**Source material**
• • • • • • •
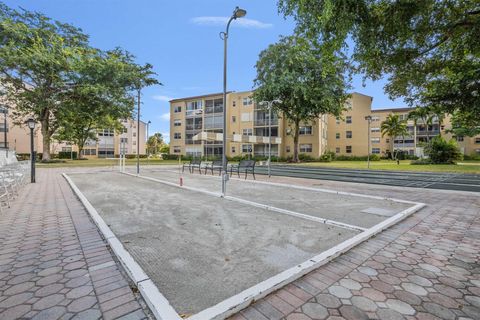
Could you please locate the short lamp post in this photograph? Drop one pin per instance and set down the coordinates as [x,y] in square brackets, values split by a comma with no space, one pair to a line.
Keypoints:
[237,13]
[269,108]
[369,119]
[31,125]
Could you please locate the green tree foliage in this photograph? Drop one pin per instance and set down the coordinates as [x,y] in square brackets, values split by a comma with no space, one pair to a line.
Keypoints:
[49,71]
[429,49]
[294,71]
[393,127]
[441,151]
[155,143]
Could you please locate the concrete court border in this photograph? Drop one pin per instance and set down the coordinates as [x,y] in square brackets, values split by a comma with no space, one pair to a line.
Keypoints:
[160,306]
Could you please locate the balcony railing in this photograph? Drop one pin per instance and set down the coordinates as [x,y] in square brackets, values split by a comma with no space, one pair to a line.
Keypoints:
[264,122]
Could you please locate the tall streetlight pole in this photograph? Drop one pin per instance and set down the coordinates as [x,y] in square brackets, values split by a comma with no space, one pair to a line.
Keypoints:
[31,125]
[369,119]
[269,107]
[138,130]
[237,13]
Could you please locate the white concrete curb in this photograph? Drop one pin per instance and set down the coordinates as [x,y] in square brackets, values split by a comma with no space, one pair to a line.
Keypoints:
[158,304]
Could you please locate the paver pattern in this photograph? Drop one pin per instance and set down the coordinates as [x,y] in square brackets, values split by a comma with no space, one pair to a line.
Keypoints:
[426,267]
[55,265]
[53,262]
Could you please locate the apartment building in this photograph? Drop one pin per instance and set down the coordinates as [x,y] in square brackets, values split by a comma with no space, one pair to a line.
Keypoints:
[107,145]
[196,127]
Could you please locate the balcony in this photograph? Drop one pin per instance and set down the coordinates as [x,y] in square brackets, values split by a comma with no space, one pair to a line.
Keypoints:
[264,122]
[404,145]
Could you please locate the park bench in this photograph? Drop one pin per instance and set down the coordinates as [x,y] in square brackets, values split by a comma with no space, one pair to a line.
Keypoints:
[244,166]
[214,165]
[195,163]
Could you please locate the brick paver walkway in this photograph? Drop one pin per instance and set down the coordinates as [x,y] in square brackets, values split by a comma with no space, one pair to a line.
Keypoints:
[53,262]
[426,267]
[55,265]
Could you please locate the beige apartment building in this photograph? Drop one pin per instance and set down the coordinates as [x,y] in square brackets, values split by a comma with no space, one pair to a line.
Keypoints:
[107,145]
[196,126]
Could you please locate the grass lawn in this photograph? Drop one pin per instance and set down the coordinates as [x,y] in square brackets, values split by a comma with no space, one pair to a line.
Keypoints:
[461,167]
[104,163]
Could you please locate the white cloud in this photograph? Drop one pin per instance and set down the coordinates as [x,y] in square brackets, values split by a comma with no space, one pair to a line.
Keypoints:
[221,21]
[162,98]
[164,117]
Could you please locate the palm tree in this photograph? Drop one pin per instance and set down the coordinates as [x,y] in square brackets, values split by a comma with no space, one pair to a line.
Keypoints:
[393,127]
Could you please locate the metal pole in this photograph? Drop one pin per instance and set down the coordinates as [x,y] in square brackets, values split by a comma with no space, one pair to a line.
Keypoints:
[32,157]
[269,136]
[368,156]
[5,127]
[224,143]
[138,131]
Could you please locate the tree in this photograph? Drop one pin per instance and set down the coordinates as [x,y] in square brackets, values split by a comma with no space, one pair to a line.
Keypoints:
[102,95]
[49,71]
[429,49]
[294,72]
[155,143]
[36,57]
[441,151]
[393,127]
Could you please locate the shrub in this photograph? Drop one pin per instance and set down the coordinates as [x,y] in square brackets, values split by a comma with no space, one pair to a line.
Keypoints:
[67,155]
[169,156]
[421,161]
[441,151]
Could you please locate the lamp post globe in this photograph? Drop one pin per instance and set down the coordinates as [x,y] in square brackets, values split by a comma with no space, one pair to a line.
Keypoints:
[237,13]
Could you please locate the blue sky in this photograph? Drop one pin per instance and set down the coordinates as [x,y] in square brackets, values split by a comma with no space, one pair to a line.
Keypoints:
[181,39]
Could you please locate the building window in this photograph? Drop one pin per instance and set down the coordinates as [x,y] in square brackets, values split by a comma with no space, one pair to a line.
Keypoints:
[89,152]
[247,132]
[306,147]
[305,130]
[246,148]
[247,101]
[106,133]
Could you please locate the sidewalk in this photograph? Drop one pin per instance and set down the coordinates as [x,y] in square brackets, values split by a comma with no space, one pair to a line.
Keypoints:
[426,267]
[55,265]
[53,262]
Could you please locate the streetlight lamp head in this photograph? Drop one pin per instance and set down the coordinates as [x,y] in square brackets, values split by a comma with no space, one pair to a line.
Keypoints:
[239,13]
[31,123]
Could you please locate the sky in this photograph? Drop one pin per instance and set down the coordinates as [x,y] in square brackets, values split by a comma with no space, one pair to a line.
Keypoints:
[181,40]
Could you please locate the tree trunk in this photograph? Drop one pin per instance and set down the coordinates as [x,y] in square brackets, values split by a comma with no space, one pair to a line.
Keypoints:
[296,131]
[46,140]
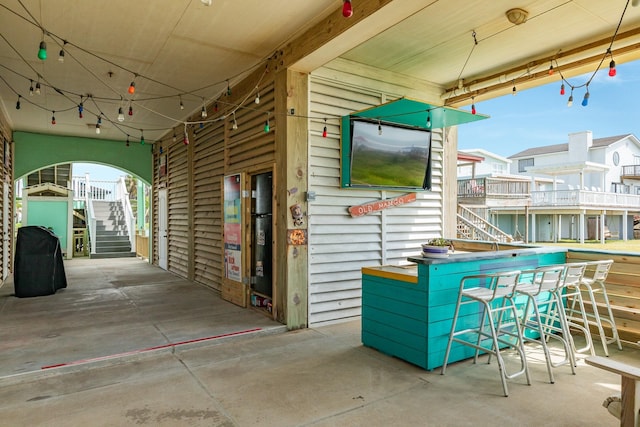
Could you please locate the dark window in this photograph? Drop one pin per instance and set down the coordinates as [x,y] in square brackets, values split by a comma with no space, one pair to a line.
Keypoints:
[523,164]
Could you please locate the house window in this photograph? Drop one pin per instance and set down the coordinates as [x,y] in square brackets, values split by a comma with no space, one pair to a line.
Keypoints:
[523,164]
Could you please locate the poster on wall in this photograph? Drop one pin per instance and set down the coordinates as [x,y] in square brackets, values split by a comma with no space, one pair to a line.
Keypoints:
[232,227]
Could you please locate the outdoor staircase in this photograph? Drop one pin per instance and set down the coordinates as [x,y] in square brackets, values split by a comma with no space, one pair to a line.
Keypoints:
[473,225]
[112,236]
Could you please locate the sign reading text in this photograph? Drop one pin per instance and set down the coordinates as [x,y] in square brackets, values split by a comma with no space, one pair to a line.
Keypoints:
[379,205]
• • • • • • •
**Work to complete**
Rewrite all of the records above, substituting "Place" for every occurrence of "Drop" and leaving everything else unchanged. Omit the pictures from your output.

**Finished exercise**
Could you please locate the short lamp post in this photograph? Place one pin per instance and set down the coordinates as [x,y] in square brackets, values split by a comma with no space, one pair to a line.
Keypoints:
[237,13]
[269,108]
[369,119]
[31,125]
Could you please locate the green tree foliage in this photograph? Place one pin per instance and set down the coordinates as [x,y] in square brackets, values split by a comma with no space, one pair to a line.
Keypoints:
[49,71]
[429,49]
[294,71]
[393,127]
[441,151]
[155,143]
Could you please locate the concrete court border in this photograph? Place one pin per instance and set down the coordinates as [x,y] in square brackets, values split by a comma with no space, one pair to a line.
Keypoints:
[160,306]
Could you please locate the balcony railing in this photograph? Place one pin per instance and set down the coordinates as [x,y] in square brackets, values split by a comma with no space, one pair to a line.
Keypoints:
[264,122]
Could you please locate the tall streetlight pole in this photograph? Place one pin per instance and set down the coordinates as [x,y] in square brackets, values split by a comma with no space, one pair to a line.
Keypoints:
[31,125]
[369,119]
[269,107]
[138,130]
[237,13]
Could you please locate the white concrete curb in this photograph? Place one pin per instance and set down the coordinates as [x,y] in square brackets, values split by a comma with no space, one pair to a line.
Keypoints:
[158,304]
Could you please locate the paver pattern in this photograph? Place one pin per instance and set down the coordinates as [x,y] in square brackets, values split by a comma with no space, one pair to a line.
Keypoints:
[426,267]
[55,265]
[53,262]
Could you please locate the apartment building in this photograph? Place one pin per instance and set down the coordinates as [x,y] in square brackets, values split by a comma with no space, one pair to a line.
Keypoints:
[107,145]
[196,127]
Could you please locate the balcony in this photograph? Place one pin per instance and set down the coordinates as [x,y] in square brackets, values split by a comma with no space, one pair to a line.
Keypoints:
[264,122]
[404,145]
Could you please locate the park bench in this photograph? Place one pin per instance and set down the coordinates as [x,y] in square brackets, values split by a comma with no space, one pair to a line.
Keypoints:
[244,166]
[214,165]
[195,163]
Could you please locate the brick paver walkway in this photograph? Place one pin per instance and set down the coordinates as [x,y] in square brackets, values split by a comma with no space, one pair to a line.
Keypoints:
[53,262]
[426,267]
[55,265]
Could you please locate the beige apartment building in this photograph? Place one pin per instance and set down the coordinates as [x,y] in square brackets, values split by a comma with no space, one pair to a line.
Keypoints:
[107,145]
[196,126]
Could you please locate the grass lawn in this photograph? Place one pin per instance and set down the coordinates as [x,y] in square brackets, values split by a comma with no space, one pair to a line.
Keypoints:
[461,167]
[104,163]
Could you please locate the white cloud in this photograph? Place one pin per instance and set down the coordinates as [x,y] in square brackets, values split by a comma with no space, one pair to a line.
Keypoints:
[221,21]
[162,98]
[164,117]
Could you please locate the palm tree in this photograph? Place one pin per instance and set down the coordinates as [x,y] in square brackets, values split by a comma with no space, one pair to a line.
Keypoints:
[393,127]
Could you please locate the metal pole in this photograph? Place one pin per instance and set down the coordinates as [x,y] in square brackets, values split by a comma with no space, one pair to a line.
Keypoints:
[32,157]
[269,136]
[368,156]
[5,127]
[224,143]
[138,131]
Could you please locate the tree in this photograph? Place one pin per instance and set down the coordinates as [x,y] in square brackets, values split by a comma with no space, one pair to a line.
Keypoints:
[102,95]
[49,71]
[429,49]
[294,72]
[155,143]
[36,57]
[441,151]
[393,127]
Could you please locate the shrub in this photograph? Place one pin per instance and set down the coordinates as [x,y] in square brackets, values split by a comma with no space, one pair to a line.
Keypoints:
[67,155]
[169,156]
[421,161]
[441,151]
Could you please locate the lamp post globe in this photograph? Place one pin per instance and set down the coordinates as [x,y] in square brackets, values split by a comma with no space, one pair to a line.
Keypoints:
[237,13]
Could you please locate the blue sky in this photograph? Place one pin per instance and set down the coordinates as [x,y] in square brackets, values split by a comma with no space, one pair to a line.
Keypoints:
[181,39]
Could you please locate the building window in this photograph? Place one pin per instance and set down the coordinates as [x,y] in square brackets, values split by a comma with no space, one pair to a line.
Keypoints:
[89,152]
[247,132]
[306,147]
[305,130]
[246,148]
[247,101]
[106,133]
Could you please locate the sidewalk in this photograph? Place one pin per instance and set down the coordinates as [x,y] in square brackets, values split by a comma with no space, one pair to a line.
Keypoints:
[426,267]
[55,265]
[53,262]
Could you please locate the streetlight lamp head in this photograph? Place one pin per instance and set down the coordinates as [x,y] in square brackets, values split by a comma with no space, one pair to a line.
Keypoints:
[239,13]
[31,123]
Could you please locate the sky in this photograph? Place one pin per instance and set down the coordinates as [x,y] in square brackets, values split by a comma with no space, one pair to a line.
Keypoints:
[181,40]
Could you please locate the tree trunk in this photograph? Place one pin per instance and set down the coordinates as [x,y] in square brackets, values split by a comma with no space, one pair to a line.
Keypoints:
[296,131]
[46,140]
Could you please locate the dark window in this photograph? Place one pin per instance and set down the coordinates as [x,y] in square brackets, values split by a comma with no space, one pair to a line.
Keypoints:
[523,164]
Could you please locate the house window in this photograph? Place one pin per instance and set down the coordinates as [x,y] in square brackets, values split by a comma with no space, one pair to a line.
Keypoints:
[523,164]
Could you please locate the poster on wall in this photograph? Place one pin per instance and set down the coordinates as [x,y] in square brackets, values split by a comma with no space, one pair to a line.
Keypoints:
[232,227]
Could you please locate the outdoor staircase in this photograph? Place one pin per instance and set down the coordinates as [x,y] in square brackets, values split by a comma with no space, one pair to a line.
Keypoints:
[473,225]
[112,236]
Could you please locate the sign reading text in this photograph? Place one pin per instance and set down the coordinates as [x,y] in square brackets, values split by a comma with no space, one pair to a line.
Keypoints:
[379,205]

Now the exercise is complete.